AIM OF THE TASK: Extract every line of the records below that contains the word "post". Treat the match as case-sensitive.

TASK INPUT:
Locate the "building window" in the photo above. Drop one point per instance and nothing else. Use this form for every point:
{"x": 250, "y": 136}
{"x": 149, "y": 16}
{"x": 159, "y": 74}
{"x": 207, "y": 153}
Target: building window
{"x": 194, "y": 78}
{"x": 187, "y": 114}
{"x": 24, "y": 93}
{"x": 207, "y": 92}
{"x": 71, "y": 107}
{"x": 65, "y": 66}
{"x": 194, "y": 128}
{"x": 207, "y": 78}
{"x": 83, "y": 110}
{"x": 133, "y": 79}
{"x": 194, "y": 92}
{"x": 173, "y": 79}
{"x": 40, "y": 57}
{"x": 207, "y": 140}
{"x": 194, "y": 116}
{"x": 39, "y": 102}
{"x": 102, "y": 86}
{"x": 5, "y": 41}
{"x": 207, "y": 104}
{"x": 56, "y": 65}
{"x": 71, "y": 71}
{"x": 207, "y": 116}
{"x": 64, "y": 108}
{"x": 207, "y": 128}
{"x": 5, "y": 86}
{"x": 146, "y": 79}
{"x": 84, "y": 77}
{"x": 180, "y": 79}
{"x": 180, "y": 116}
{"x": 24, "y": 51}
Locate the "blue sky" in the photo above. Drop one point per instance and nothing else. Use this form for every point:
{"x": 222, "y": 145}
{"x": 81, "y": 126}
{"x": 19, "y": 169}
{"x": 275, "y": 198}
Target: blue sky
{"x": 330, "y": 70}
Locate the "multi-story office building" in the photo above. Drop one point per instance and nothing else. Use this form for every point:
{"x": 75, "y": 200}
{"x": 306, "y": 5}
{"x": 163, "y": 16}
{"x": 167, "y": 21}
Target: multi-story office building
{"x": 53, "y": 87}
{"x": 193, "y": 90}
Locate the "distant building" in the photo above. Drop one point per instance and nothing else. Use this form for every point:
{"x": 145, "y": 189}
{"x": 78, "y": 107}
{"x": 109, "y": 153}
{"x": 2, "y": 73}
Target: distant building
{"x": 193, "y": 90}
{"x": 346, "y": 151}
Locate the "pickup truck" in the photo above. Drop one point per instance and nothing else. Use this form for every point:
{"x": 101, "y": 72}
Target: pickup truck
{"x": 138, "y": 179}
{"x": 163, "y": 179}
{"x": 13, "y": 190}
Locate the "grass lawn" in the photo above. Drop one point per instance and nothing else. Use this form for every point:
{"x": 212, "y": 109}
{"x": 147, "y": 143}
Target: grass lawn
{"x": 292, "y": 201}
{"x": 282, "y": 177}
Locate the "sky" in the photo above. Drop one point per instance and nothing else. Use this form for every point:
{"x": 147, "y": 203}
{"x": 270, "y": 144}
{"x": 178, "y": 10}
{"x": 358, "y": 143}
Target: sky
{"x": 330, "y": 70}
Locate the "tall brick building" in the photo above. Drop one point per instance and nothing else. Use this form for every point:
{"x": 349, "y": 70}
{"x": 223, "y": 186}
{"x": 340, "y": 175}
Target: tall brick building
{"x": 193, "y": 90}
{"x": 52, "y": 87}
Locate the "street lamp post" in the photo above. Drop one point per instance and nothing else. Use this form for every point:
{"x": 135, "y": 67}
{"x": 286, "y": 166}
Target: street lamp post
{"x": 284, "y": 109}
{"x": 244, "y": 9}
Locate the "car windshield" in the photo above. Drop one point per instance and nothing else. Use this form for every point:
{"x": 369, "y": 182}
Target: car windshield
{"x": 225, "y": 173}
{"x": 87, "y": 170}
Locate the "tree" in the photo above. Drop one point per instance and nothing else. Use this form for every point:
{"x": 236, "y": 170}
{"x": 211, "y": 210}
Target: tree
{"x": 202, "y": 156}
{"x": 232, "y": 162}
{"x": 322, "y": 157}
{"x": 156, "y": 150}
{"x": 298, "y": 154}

FINISHED ANSWER:
Locate the "street lamp post" in the photo above. Drop one point per instance and nothing else. Use this form for every point:
Target: street lamp post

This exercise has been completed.